- PROBLEM DESCRIPTION: Please copy out the rows below word for word, starting at the line that contains "Would you point at the cat's eye" and ending at the line that contains "point(809, 1098)", with both of those lines included.

- RECORDS TO USE:
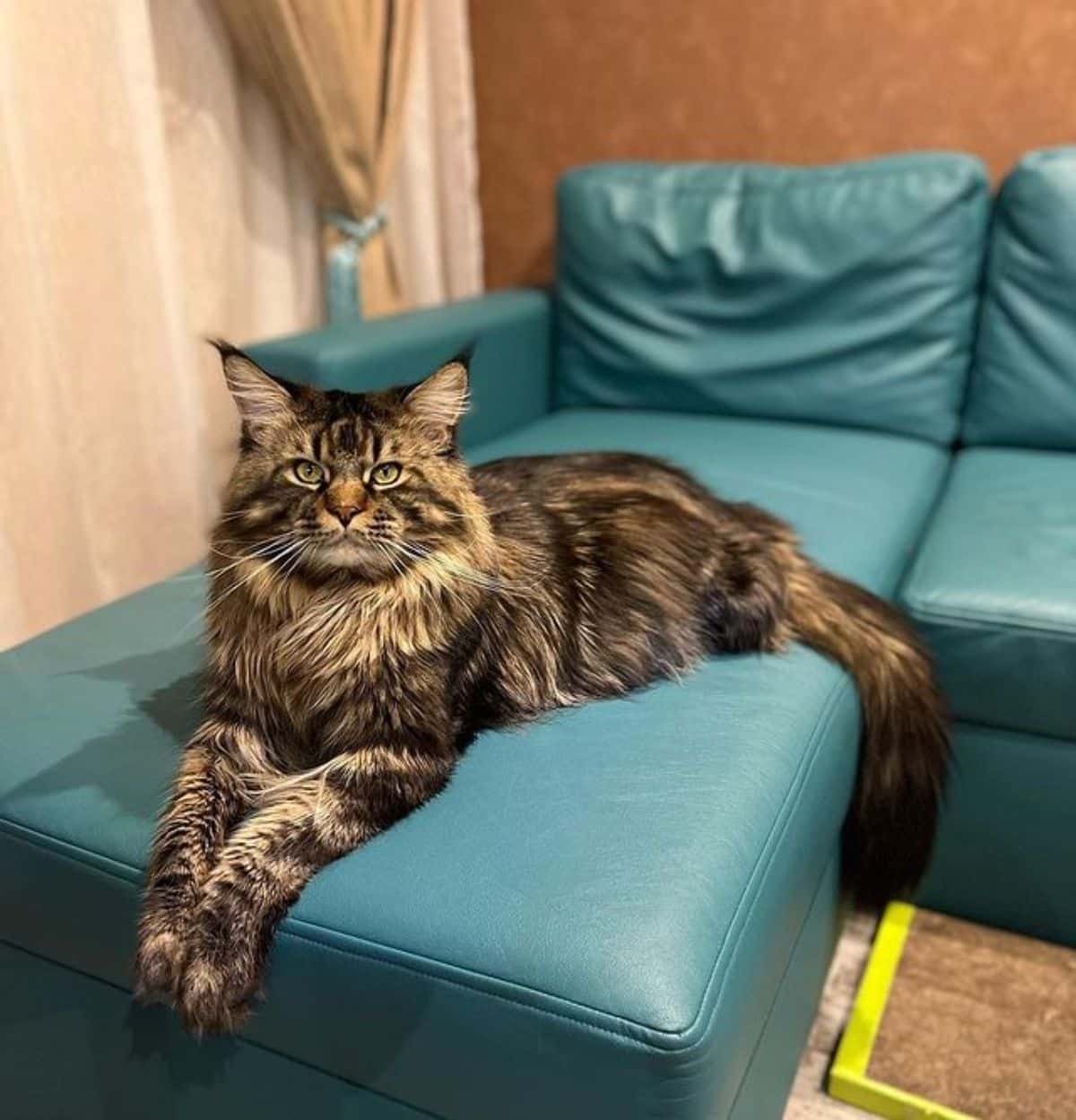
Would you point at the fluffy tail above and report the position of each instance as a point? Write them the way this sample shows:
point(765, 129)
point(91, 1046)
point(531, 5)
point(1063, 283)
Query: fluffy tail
point(905, 751)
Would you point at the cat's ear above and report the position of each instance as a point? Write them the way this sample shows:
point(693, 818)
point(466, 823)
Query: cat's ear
point(264, 400)
point(439, 401)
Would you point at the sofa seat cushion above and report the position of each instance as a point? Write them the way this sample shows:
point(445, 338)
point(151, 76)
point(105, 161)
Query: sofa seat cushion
point(994, 589)
point(841, 295)
point(597, 916)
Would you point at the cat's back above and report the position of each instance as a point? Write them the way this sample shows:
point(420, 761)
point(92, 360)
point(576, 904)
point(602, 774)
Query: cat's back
point(598, 482)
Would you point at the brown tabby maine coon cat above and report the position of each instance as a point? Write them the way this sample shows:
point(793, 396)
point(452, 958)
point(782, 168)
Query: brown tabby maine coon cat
point(374, 603)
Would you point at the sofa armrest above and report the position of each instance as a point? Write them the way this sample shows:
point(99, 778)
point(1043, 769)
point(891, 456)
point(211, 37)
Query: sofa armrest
point(509, 369)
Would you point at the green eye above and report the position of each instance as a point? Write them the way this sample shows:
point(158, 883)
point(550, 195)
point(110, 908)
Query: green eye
point(308, 472)
point(386, 473)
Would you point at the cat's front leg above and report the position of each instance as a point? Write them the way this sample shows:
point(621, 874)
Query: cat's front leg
point(206, 801)
point(269, 859)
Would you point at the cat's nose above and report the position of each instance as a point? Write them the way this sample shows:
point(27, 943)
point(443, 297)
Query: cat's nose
point(343, 513)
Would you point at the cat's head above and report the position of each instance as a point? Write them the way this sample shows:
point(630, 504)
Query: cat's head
point(329, 482)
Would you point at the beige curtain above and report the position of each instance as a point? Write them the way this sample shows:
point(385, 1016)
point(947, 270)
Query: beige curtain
point(436, 233)
point(337, 70)
point(148, 197)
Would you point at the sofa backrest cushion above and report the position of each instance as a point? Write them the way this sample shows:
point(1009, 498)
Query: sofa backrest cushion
point(841, 295)
point(1023, 381)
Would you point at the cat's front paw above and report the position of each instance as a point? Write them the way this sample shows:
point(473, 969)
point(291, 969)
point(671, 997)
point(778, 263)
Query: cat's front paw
point(159, 965)
point(215, 997)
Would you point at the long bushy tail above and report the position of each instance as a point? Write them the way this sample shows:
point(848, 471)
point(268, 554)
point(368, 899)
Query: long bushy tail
point(905, 750)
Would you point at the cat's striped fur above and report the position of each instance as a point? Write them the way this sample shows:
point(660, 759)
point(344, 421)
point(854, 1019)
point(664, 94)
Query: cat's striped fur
point(360, 637)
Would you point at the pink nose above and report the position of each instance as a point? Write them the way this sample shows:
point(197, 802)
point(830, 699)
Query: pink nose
point(343, 513)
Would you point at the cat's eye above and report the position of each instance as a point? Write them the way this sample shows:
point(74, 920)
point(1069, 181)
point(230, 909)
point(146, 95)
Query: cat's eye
point(386, 473)
point(308, 473)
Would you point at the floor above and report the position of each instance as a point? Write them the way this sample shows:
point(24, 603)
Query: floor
point(809, 1098)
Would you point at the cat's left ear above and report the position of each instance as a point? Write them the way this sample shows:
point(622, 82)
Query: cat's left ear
point(439, 401)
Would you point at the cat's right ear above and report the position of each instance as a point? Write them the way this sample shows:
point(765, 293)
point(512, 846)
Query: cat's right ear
point(264, 400)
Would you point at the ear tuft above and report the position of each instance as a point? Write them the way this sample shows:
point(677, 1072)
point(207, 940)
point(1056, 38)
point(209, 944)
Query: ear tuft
point(261, 399)
point(439, 401)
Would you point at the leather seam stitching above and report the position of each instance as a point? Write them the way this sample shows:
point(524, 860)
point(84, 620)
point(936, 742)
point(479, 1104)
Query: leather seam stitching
point(985, 621)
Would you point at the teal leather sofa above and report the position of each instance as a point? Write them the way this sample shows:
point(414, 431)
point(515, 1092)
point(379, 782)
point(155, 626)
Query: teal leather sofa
point(625, 911)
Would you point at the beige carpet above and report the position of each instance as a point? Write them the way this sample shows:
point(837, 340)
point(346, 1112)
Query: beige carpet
point(809, 1100)
point(981, 1020)
point(985, 1016)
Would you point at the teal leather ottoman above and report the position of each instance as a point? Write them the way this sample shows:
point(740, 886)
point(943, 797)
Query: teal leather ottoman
point(626, 909)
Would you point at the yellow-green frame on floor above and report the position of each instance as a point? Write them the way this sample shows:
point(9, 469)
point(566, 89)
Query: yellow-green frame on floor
point(847, 1075)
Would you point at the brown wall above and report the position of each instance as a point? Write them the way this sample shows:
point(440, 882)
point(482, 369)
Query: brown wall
point(564, 82)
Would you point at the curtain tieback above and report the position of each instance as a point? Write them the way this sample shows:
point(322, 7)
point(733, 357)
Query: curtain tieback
point(343, 282)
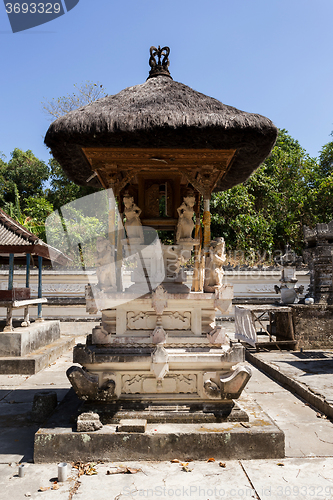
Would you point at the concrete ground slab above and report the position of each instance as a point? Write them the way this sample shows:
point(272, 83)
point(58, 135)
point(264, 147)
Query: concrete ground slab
point(259, 438)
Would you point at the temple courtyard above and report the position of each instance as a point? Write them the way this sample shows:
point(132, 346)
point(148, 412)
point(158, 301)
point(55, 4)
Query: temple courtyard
point(306, 471)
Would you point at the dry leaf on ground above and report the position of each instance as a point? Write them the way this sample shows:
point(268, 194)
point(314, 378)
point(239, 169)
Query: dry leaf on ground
point(123, 470)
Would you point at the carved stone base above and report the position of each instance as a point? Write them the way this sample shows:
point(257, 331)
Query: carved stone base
point(167, 413)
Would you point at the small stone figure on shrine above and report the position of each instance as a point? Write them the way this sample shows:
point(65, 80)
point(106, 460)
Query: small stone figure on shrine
point(185, 221)
point(132, 223)
point(214, 265)
point(105, 265)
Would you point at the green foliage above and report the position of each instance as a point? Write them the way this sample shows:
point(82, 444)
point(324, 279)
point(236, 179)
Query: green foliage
point(76, 234)
point(62, 190)
point(269, 209)
point(84, 93)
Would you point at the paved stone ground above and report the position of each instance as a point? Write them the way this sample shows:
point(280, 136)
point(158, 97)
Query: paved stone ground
point(305, 473)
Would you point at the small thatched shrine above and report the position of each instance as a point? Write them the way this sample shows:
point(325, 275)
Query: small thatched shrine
point(161, 147)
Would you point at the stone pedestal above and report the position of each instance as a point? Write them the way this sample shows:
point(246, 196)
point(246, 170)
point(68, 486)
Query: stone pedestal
point(162, 347)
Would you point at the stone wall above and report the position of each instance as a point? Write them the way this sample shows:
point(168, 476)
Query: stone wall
point(66, 299)
point(313, 325)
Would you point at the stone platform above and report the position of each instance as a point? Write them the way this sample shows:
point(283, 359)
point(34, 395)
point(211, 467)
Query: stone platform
point(259, 438)
point(27, 350)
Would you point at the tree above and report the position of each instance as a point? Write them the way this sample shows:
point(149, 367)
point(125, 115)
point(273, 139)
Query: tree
point(270, 208)
point(85, 93)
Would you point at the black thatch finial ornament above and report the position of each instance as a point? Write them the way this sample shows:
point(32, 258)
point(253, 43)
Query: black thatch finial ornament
point(159, 67)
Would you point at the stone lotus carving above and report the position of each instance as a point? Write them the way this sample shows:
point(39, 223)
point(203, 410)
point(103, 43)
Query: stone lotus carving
point(146, 384)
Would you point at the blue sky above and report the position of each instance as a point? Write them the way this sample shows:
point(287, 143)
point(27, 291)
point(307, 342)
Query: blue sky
point(272, 57)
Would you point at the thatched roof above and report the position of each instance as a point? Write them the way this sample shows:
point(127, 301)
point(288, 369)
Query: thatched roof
point(165, 114)
point(16, 239)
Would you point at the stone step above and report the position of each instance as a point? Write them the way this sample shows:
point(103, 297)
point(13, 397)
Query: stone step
point(34, 362)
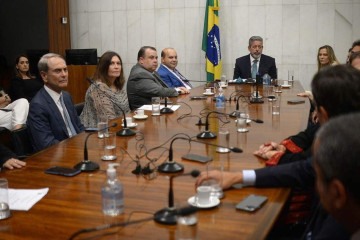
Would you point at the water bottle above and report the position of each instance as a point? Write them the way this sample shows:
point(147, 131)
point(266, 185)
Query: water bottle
point(220, 99)
point(112, 193)
point(266, 79)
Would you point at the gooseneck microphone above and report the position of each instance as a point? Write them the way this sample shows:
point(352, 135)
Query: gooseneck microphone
point(166, 109)
point(86, 165)
point(234, 113)
point(125, 131)
point(171, 166)
point(169, 214)
point(256, 99)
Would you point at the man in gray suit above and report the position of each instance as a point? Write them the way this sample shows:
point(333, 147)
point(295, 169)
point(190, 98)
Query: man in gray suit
point(144, 83)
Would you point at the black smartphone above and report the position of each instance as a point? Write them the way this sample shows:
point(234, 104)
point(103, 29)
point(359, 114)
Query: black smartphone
point(197, 158)
point(296, 101)
point(251, 203)
point(91, 129)
point(63, 171)
point(198, 97)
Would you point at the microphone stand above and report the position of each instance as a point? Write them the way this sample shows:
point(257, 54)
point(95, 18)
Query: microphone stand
point(169, 214)
point(256, 99)
point(234, 113)
point(86, 165)
point(166, 109)
point(170, 166)
point(125, 131)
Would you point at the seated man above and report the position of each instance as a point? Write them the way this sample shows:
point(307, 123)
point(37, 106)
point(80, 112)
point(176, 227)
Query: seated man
point(8, 159)
point(255, 63)
point(14, 114)
point(336, 92)
point(144, 82)
point(52, 116)
point(336, 162)
point(168, 72)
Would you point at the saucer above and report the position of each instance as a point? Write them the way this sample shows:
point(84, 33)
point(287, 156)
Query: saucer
point(130, 125)
point(214, 201)
point(247, 120)
point(140, 117)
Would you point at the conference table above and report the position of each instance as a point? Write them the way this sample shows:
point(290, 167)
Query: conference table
point(74, 203)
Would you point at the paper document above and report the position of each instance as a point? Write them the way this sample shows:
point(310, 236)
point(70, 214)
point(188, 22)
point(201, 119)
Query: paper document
point(149, 107)
point(24, 199)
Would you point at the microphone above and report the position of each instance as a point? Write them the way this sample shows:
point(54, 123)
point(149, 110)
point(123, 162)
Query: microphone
point(234, 113)
point(169, 214)
point(170, 166)
point(87, 165)
point(256, 99)
point(125, 131)
point(166, 109)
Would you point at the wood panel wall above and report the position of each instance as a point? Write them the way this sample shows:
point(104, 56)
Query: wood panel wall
point(59, 33)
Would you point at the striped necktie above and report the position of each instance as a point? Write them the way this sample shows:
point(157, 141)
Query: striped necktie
point(67, 119)
point(254, 69)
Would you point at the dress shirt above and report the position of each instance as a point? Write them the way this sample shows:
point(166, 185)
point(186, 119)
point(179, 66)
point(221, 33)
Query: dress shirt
point(179, 76)
point(56, 97)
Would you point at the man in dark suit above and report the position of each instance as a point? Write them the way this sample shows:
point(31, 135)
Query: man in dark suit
point(52, 116)
point(255, 62)
point(144, 82)
point(337, 171)
point(336, 92)
point(168, 72)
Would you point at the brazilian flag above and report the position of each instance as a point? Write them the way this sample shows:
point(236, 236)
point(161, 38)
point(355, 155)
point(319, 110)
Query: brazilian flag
point(211, 41)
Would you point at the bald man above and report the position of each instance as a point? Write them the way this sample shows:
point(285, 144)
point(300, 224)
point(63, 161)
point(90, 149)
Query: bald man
point(168, 72)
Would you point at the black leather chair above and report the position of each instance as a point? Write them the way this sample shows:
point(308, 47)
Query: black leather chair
point(21, 143)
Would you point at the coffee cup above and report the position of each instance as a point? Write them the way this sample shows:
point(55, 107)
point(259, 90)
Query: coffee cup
point(128, 121)
point(139, 112)
point(203, 195)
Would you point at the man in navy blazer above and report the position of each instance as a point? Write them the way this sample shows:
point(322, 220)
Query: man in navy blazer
point(168, 72)
point(265, 64)
point(336, 92)
point(48, 121)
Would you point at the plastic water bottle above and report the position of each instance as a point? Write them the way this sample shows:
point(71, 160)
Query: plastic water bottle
point(220, 99)
point(112, 193)
point(266, 79)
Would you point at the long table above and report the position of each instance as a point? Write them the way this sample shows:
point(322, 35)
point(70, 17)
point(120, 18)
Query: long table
point(74, 203)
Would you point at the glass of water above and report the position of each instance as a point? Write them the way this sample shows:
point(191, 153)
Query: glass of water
point(109, 146)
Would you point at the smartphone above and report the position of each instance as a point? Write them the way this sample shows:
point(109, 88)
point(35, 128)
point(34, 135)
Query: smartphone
point(63, 171)
point(197, 158)
point(91, 129)
point(295, 101)
point(251, 203)
point(198, 97)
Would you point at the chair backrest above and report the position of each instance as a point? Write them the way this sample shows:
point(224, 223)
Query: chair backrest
point(79, 107)
point(21, 142)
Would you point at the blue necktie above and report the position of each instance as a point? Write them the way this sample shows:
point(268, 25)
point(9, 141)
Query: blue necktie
point(254, 69)
point(67, 118)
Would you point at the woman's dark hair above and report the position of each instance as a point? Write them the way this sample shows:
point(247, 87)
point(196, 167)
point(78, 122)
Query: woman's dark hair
point(103, 67)
point(337, 89)
point(17, 72)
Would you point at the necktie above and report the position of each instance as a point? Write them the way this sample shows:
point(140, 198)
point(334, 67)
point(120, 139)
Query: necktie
point(182, 78)
point(254, 69)
point(67, 119)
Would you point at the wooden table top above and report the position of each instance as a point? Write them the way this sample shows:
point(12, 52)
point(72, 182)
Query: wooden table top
point(74, 203)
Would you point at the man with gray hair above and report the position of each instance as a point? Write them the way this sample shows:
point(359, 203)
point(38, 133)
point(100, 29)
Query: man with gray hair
point(255, 63)
point(52, 115)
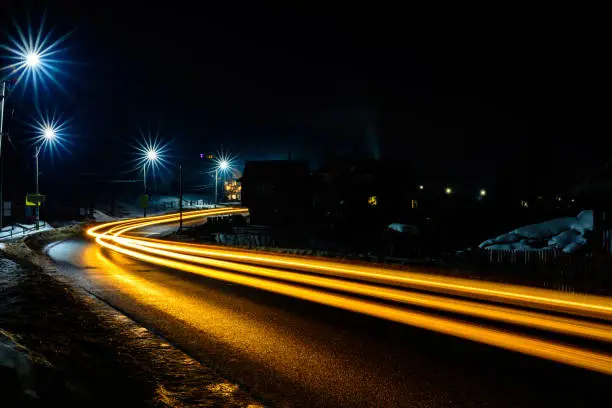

- WRITTEN RESPONSE:
Would you point at the cat's eye above and report the position of each instance as a point? Write them the way this sample shows:
point(74, 920)
point(1069, 181)
point(230, 909)
point(146, 95)
Query: cat's eye
point(386, 473)
point(308, 473)
Would you point at the floor above and report the position of each instance as a point? Write them the way this sample shows:
point(24, 603)
Query: floor
point(809, 1098)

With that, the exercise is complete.